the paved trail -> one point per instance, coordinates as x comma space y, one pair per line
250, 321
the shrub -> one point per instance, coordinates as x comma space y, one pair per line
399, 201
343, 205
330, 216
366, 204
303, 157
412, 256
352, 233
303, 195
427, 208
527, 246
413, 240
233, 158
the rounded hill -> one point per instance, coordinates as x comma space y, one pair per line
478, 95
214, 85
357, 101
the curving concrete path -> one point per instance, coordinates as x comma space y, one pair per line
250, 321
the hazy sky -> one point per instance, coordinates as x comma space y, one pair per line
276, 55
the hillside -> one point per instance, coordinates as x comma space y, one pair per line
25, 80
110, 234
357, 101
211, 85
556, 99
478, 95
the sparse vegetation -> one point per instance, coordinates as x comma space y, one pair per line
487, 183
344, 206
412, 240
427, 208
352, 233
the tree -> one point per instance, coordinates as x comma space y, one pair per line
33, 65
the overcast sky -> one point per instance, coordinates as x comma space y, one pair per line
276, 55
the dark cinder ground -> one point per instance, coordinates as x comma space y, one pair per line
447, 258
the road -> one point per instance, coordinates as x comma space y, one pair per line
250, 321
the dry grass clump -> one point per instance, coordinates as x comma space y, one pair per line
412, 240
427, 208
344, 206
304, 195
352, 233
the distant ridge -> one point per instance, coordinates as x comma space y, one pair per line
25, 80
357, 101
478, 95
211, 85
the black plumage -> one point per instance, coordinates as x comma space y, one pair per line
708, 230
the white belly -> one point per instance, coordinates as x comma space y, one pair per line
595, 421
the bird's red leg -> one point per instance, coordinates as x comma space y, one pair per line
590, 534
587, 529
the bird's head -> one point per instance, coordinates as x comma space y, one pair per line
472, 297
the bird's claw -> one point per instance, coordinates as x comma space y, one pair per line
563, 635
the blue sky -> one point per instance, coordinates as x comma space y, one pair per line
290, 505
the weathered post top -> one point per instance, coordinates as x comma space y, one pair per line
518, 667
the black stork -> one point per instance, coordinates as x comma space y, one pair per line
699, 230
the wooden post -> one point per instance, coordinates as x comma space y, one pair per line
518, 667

————

Challenge - Scale the part of the material that opens with the line containing "the blue sky" and closes with its final line, both ends included. Repeat every line, requests included, with each coordinate in the answers multiplied by 1.45 and rounded to a whole number, halves rounded up.

Task answer -
the blue sky -> one point per instance, coordinates as x comma space y, one pair per line
421, 732
the weathered post top -> one point per instance, coordinates as x comma space y, one pair per line
751, 967
the black stork -> one point per instance, coordinates as x comma space y, one pair per line
1014, 334
the wooden post -> one point per instance, coordinates as x comma space y, one pair per line
751, 967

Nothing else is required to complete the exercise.